WRITTEN REQUEST.
In your copy, reproduce the entries exactly as they are, minus the images.

Saved data entries:
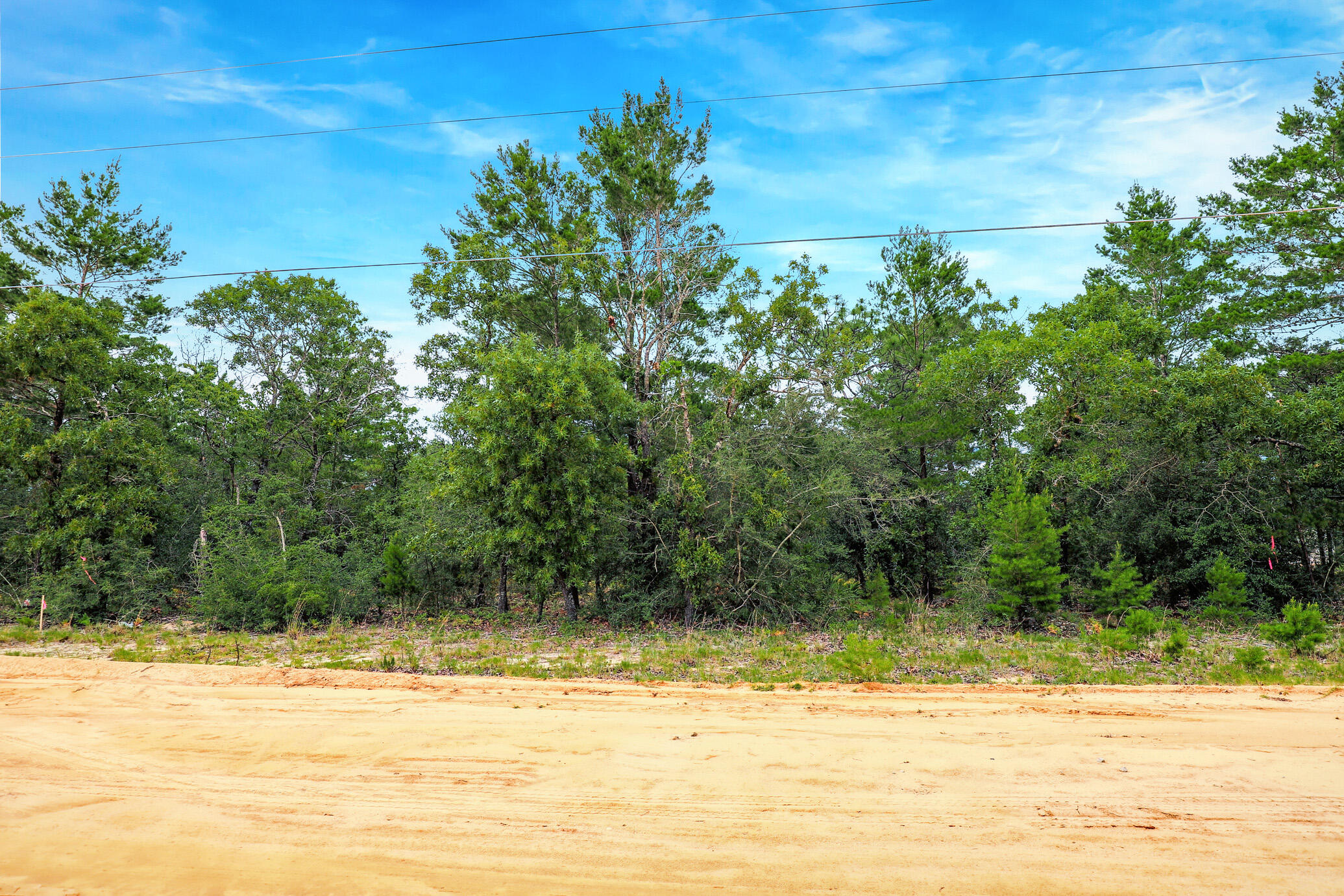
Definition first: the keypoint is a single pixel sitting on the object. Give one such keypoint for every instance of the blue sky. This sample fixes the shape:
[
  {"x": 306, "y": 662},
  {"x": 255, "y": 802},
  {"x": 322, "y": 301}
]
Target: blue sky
[{"x": 948, "y": 158}]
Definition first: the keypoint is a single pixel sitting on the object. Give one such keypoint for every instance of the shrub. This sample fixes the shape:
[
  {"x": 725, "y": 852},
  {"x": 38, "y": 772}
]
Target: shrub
[
  {"x": 1177, "y": 642},
  {"x": 1301, "y": 629},
  {"x": 1226, "y": 599},
  {"x": 1114, "y": 640},
  {"x": 862, "y": 660},
  {"x": 1251, "y": 659},
  {"x": 1120, "y": 586},
  {"x": 1025, "y": 562},
  {"x": 1142, "y": 625}
]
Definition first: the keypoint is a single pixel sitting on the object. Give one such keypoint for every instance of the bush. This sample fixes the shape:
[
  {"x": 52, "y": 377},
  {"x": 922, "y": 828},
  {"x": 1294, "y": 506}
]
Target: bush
[
  {"x": 1301, "y": 629},
  {"x": 1177, "y": 642},
  {"x": 862, "y": 660},
  {"x": 1116, "y": 640},
  {"x": 1120, "y": 588},
  {"x": 1025, "y": 562},
  {"x": 253, "y": 587},
  {"x": 1226, "y": 599},
  {"x": 1251, "y": 659},
  {"x": 1142, "y": 625}
]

SOLUTION TO THIS PROBLEM.
Definition first: the keypoint is a single pixel sitting on the object. Give one such keypoint for every instance of the blue sky. This sample fixes the shape:
[
  {"x": 306, "y": 662},
  {"x": 255, "y": 802},
  {"x": 322, "y": 301}
]
Target: blue sky
[{"x": 948, "y": 158}]
Definition first: the keypoint is a single pixel sitting on the object. Give one such keypoint for every instance of the shrub. This sample fixes the shape:
[
  {"x": 725, "y": 852},
  {"x": 38, "y": 772}
]
Target: shrub
[
  {"x": 1177, "y": 642},
  {"x": 1301, "y": 629},
  {"x": 1226, "y": 599},
  {"x": 1114, "y": 640},
  {"x": 862, "y": 660},
  {"x": 1251, "y": 659},
  {"x": 1120, "y": 586},
  {"x": 1025, "y": 562},
  {"x": 1142, "y": 625}
]
Definition first: the keypoint is a single pixel sitting on the object. Give one such keypoint for every instance of the bush. This sample fixes the shape:
[
  {"x": 52, "y": 377},
  {"x": 922, "y": 828},
  {"x": 1294, "y": 506}
]
Target: bush
[
  {"x": 1301, "y": 629},
  {"x": 1177, "y": 642},
  {"x": 862, "y": 660},
  {"x": 1116, "y": 640},
  {"x": 1120, "y": 588},
  {"x": 1025, "y": 562},
  {"x": 253, "y": 587},
  {"x": 1226, "y": 599},
  {"x": 1251, "y": 659},
  {"x": 1142, "y": 625}
]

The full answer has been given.